> _PROBLEM TO WORK ON_:
Please write out the data that follows, word for word.
Start of DATA SECTION
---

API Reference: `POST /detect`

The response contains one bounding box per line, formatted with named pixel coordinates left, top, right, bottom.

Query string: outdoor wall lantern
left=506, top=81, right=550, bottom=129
End of DATA SECTION
> _SOLUTION TO THE EXERCISE_:
---

API Reference: `POST /detect`

The response contains one bounding box per line, formatted with named pixel coordinates left, top, right, bottom.

Query string: outdoor wall lantern
left=506, top=81, right=550, bottom=129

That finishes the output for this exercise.